> Source document:
Latin America and the Caribbean countries have reaffirmed their commitment to promote urgent educational recovery in the region after the losses recorded during the coronavirus (COVID-19) pandemic and to guarantee basic learning for all children.
The World Bank said authorities in the education field have been meeting here this week to discuss and agree on concrete measures to ensure that all children and adolescents, especially those in vulnerable situations, develop the basic learning skills – reading, writing, mathematics, and socio-emotional skills – that will enable them to develop their full potential, achieve integral participation in society, and the continuity in their learning.
Despite significant efforts by governments, the World Bank said teachers and parents, children have lost, on average, 1.5 years of learning during the pandemic.
“After two years of school closures in the region, learning outcomes could have been set back more than ten years. The youngest and poorest have been hardest hit,” the Washington-based financial institution said.
The World Bank said preliminary evidence from several countries shows greater losses at the primary than at the secondary level and among students at the lowest socioeconomic levels.

[Dataset entries]

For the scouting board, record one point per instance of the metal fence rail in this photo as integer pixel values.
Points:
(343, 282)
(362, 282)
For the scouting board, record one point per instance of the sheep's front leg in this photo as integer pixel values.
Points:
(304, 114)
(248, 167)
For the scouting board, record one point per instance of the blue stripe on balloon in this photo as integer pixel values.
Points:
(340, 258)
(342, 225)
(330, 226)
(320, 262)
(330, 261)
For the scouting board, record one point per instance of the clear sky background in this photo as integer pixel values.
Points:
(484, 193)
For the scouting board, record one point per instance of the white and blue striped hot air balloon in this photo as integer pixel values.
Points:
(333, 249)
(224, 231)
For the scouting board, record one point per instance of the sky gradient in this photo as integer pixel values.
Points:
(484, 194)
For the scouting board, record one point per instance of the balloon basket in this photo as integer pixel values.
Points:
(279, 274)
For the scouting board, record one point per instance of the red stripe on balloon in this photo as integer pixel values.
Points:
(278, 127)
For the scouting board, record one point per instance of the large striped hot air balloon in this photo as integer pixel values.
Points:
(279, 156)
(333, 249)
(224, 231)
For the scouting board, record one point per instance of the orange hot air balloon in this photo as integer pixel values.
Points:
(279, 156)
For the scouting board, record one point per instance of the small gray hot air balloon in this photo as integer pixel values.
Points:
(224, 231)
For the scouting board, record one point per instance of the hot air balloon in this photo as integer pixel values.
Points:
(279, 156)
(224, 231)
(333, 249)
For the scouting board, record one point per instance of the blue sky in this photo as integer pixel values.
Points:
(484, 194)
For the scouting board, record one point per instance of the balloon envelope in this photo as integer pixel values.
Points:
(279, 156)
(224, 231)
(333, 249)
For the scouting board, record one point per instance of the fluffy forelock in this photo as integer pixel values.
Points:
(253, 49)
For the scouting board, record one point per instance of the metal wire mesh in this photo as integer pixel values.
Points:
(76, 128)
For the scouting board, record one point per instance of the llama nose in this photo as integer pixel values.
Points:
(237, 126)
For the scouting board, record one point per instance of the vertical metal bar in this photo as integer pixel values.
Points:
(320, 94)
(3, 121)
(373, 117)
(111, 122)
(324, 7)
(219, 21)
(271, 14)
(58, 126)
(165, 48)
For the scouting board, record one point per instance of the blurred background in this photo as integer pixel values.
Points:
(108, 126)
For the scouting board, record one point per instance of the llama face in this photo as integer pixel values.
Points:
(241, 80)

> Questions to answer:
1. According to the text on educational recovery in Latin America and the Caribbean, how much learning did children lose on average during the pandemic?
2. Continue the text on educational recovery in Latin America and the Caribbean from its last sentence.

> Expected responses:
1. Children lost, on average, 1.5 years of learning.

2.
“Collective learning losses will hurt Latin America and the Caribbean in the future, exacerbating inequalities and jeopardizing economic growth,” the bank said, that the meeting is part of the initiatives under the commitment to action on basic learning and its recovery, an official mechanism promoted globally by several international organizations including the United Nations Children’s Fund (UNICEF); United Nations Educational, Scientific and Cultural Organization (UNESCO); United States Agency for International Aid (USAID), the United Kingdom Foreign, Commonwealth & Development Office (FCDO) and the Inter-American Development Bank (IDB).
“Its purpose is to get governments and the education community to implement actions to ensure, at the highest political level, that all the world’s children achieve basic learning, and complements a regional commitment launched last year to protect and restore learning,” the World Bank said.